* **Task brief**: Would you please return the line containing "the carved stone" and all the lines after it through the end of the records below, unchanged and on their own?

Photo-based referring expression data

[Start of Attachment]

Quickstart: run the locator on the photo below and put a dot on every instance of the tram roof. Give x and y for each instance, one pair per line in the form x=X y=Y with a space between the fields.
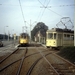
x=60 y=30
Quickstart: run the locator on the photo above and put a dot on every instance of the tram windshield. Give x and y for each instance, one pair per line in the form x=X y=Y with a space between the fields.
x=23 y=36
x=50 y=35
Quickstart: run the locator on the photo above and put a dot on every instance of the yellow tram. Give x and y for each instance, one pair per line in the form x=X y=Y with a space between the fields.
x=24 y=39
x=57 y=37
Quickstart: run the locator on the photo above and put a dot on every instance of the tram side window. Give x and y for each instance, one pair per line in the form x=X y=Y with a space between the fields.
x=66 y=37
x=50 y=35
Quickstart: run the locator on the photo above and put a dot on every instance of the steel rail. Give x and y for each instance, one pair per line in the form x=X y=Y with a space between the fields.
x=22 y=60
x=8 y=56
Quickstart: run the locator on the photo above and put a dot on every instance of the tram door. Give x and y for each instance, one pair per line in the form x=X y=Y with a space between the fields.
x=59 y=39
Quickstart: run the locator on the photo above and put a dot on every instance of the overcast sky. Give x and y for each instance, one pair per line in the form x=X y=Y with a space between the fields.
x=12 y=18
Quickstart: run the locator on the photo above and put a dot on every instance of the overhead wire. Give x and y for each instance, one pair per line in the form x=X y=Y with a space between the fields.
x=50 y=9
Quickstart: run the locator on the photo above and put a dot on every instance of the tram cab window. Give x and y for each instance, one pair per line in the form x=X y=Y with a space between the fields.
x=50 y=35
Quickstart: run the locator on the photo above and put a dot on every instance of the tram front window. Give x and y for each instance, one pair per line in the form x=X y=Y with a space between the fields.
x=50 y=35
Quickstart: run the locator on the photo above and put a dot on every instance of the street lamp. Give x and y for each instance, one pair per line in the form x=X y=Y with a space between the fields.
x=4 y=32
x=30 y=28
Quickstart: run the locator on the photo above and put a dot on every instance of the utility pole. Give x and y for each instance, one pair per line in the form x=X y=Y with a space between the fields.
x=30 y=31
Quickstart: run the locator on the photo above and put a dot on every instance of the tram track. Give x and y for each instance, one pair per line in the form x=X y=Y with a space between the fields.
x=27 y=64
x=21 y=59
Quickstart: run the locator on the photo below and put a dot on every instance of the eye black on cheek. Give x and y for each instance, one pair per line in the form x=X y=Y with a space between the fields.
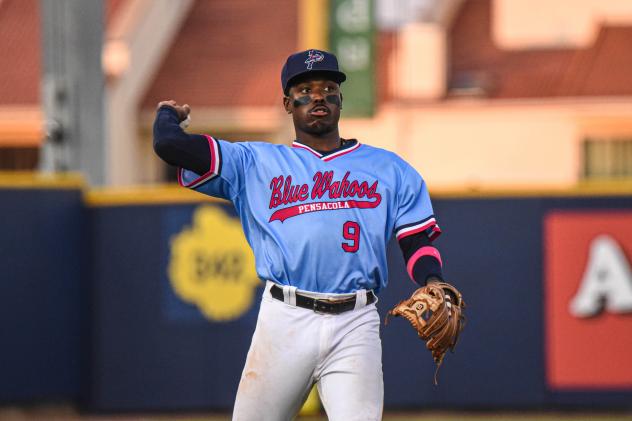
x=333 y=99
x=302 y=100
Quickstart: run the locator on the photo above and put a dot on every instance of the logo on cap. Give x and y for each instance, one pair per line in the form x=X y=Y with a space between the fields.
x=313 y=57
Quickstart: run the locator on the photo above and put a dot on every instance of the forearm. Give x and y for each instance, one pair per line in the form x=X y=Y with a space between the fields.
x=423 y=260
x=178 y=148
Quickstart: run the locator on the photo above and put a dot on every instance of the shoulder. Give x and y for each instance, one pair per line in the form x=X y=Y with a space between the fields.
x=253 y=146
x=395 y=160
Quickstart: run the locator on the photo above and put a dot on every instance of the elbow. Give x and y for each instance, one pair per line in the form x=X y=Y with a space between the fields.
x=162 y=146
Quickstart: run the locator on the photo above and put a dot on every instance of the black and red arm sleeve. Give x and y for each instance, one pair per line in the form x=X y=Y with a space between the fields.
x=178 y=148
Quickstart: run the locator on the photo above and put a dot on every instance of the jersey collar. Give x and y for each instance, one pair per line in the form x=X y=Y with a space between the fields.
x=348 y=146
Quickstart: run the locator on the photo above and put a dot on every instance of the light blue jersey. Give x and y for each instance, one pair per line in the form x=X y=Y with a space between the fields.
x=318 y=222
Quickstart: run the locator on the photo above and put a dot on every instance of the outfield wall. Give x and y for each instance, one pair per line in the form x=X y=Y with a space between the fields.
x=146 y=300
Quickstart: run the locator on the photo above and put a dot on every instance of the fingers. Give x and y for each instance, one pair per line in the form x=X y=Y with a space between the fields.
x=182 y=110
x=170 y=103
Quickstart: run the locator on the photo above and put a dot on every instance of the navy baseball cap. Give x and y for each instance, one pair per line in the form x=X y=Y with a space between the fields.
x=317 y=61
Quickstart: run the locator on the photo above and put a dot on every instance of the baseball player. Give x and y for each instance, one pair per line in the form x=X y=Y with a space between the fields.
x=318 y=215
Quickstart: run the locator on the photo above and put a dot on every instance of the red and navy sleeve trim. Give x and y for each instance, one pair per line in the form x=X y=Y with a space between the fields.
x=214 y=170
x=429 y=225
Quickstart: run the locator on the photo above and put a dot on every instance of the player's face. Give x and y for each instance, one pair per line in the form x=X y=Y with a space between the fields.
x=315 y=105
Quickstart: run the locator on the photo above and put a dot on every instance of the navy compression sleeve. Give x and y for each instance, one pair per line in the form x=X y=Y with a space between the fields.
x=178 y=148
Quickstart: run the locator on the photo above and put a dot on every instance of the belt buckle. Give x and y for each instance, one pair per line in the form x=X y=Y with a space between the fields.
x=318 y=307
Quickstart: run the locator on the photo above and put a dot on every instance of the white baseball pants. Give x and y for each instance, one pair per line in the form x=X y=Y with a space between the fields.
x=293 y=348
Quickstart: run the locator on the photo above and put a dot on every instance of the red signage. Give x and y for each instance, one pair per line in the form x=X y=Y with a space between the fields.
x=588 y=299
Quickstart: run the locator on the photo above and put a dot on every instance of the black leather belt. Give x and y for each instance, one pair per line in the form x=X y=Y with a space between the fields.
x=322 y=306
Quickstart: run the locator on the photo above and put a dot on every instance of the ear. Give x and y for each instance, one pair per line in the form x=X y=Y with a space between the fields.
x=287 y=103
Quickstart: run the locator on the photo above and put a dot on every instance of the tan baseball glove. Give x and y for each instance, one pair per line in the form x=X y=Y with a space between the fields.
x=436 y=312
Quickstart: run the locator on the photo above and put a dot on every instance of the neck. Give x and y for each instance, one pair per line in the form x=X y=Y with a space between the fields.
x=326 y=142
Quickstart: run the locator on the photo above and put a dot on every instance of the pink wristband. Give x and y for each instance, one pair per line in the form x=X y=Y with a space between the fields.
x=424 y=251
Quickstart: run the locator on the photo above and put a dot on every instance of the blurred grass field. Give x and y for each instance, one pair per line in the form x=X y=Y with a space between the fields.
x=53 y=413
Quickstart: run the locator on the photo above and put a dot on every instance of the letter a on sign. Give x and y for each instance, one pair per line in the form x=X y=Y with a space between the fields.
x=607 y=281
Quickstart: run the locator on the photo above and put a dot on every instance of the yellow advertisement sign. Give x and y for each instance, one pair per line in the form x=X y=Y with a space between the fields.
x=212 y=266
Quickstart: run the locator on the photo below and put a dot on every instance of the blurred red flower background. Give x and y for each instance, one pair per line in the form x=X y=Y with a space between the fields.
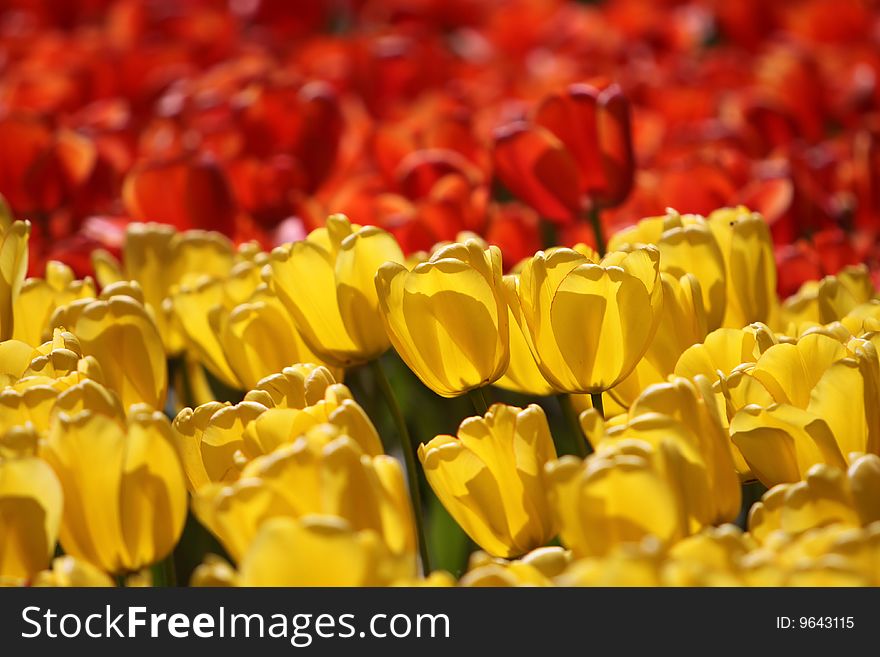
x=514 y=119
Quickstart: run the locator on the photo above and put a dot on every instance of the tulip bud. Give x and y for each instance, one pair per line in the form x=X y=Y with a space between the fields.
x=620 y=494
x=129 y=513
x=447 y=318
x=782 y=442
x=40 y=297
x=322 y=471
x=30 y=514
x=590 y=323
x=123 y=338
x=687 y=247
x=490 y=478
x=330 y=552
x=326 y=284
x=747 y=249
x=13 y=266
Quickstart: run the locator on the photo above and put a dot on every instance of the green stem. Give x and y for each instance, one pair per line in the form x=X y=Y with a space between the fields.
x=164 y=572
x=578 y=439
x=596 y=398
x=412 y=474
x=596 y=223
x=478 y=399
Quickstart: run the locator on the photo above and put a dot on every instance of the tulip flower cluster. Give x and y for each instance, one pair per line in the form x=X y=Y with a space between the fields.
x=516 y=292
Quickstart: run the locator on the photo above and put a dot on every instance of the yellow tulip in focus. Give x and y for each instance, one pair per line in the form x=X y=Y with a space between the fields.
x=159 y=258
x=619 y=494
x=747 y=249
x=30 y=515
x=124 y=490
x=39 y=298
x=123 y=338
x=322 y=472
x=826 y=496
x=329 y=552
x=522 y=373
x=448 y=318
x=326 y=284
x=13 y=266
x=296 y=386
x=782 y=442
x=687 y=247
x=209 y=440
x=490 y=478
x=589 y=324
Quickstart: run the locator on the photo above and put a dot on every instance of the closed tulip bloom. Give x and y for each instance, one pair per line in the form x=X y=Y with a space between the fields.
x=209 y=440
x=30 y=516
x=747 y=248
x=159 y=257
x=323 y=471
x=326 y=284
x=687 y=246
x=128 y=513
x=589 y=323
x=70 y=572
x=296 y=386
x=448 y=318
x=329 y=552
x=826 y=496
x=278 y=426
x=490 y=478
x=259 y=338
x=619 y=494
x=830 y=299
x=39 y=297
x=123 y=338
x=13 y=266
x=782 y=442
x=522 y=373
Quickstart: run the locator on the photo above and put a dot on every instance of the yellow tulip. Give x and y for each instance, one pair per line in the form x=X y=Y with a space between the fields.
x=30 y=515
x=781 y=443
x=209 y=440
x=522 y=373
x=278 y=426
x=490 y=478
x=826 y=496
x=329 y=552
x=685 y=412
x=39 y=298
x=682 y=324
x=750 y=266
x=18 y=442
x=15 y=357
x=68 y=571
x=129 y=512
x=627 y=564
x=13 y=266
x=589 y=324
x=687 y=246
x=322 y=472
x=620 y=494
x=830 y=299
x=159 y=258
x=326 y=284
x=297 y=386
x=448 y=318
x=258 y=338
x=123 y=338
x=537 y=568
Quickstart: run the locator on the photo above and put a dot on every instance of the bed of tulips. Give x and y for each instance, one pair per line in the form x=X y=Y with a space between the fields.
x=522 y=292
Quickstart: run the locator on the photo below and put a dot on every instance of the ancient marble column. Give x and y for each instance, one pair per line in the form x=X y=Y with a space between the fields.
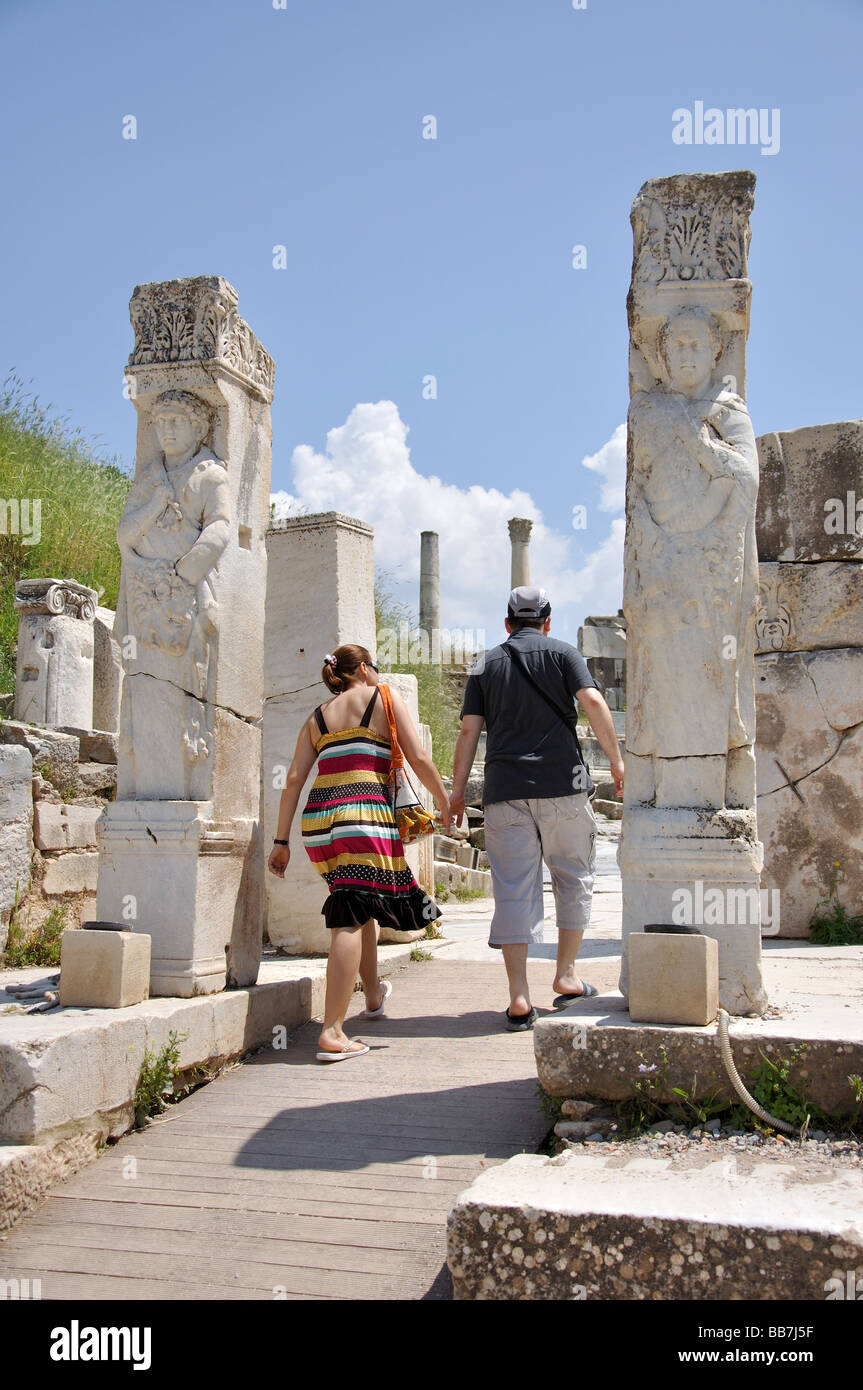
x=520 y=540
x=320 y=594
x=107 y=672
x=54 y=662
x=430 y=592
x=181 y=848
x=689 y=851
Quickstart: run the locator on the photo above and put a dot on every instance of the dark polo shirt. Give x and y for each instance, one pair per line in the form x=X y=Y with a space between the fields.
x=528 y=749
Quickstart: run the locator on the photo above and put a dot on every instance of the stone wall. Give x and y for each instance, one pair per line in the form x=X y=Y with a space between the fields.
x=53 y=786
x=809 y=669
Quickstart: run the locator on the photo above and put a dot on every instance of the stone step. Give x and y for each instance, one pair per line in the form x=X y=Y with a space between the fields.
x=594 y=1048
x=585 y=1226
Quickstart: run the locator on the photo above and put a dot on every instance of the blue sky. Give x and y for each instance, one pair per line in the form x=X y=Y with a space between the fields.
x=303 y=127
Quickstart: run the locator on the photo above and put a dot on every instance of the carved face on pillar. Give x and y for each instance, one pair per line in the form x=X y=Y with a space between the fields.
x=689 y=345
x=181 y=423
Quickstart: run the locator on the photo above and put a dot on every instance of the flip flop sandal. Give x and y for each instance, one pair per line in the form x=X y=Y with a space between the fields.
x=563 y=1001
x=378 y=1012
x=520 y=1022
x=342 y=1055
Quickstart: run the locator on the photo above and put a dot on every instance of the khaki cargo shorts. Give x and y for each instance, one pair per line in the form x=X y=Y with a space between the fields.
x=519 y=836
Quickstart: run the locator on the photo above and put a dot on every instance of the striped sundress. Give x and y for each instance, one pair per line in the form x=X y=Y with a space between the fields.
x=350 y=834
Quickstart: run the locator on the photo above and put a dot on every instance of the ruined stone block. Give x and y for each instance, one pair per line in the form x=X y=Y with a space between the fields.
x=673 y=977
x=104 y=969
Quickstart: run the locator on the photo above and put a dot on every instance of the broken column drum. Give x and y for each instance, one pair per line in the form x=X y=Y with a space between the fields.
x=691 y=577
x=54 y=658
x=181 y=848
x=520 y=542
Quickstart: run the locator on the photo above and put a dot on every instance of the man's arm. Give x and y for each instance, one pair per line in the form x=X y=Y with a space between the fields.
x=599 y=719
x=463 y=761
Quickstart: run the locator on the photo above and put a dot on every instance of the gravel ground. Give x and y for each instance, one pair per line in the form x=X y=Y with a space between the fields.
x=694 y=1147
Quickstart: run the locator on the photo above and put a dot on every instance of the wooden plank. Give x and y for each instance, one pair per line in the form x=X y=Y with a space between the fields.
x=235 y=1253
x=280 y=1203
x=348 y=1283
x=367 y=1183
x=288 y=1173
x=360 y=1230
x=61 y=1286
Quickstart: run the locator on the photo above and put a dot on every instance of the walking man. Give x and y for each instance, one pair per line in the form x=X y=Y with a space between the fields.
x=537 y=791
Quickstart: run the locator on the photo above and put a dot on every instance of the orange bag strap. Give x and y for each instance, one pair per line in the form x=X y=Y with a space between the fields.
x=396 y=755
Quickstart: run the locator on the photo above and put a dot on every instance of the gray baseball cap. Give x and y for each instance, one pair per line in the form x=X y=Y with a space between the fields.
x=528 y=602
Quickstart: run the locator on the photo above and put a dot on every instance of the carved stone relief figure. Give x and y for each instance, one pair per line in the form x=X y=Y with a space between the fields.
x=173 y=531
x=692 y=565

[End of Attachment]

* **Response area**:
Quickstart: run the locator on the photo above and put a dot on every instance of the carved stone relief figure. Give x and y for each instance, one pair per line in the form x=X y=Y with a space between the fields.
x=173 y=531
x=692 y=565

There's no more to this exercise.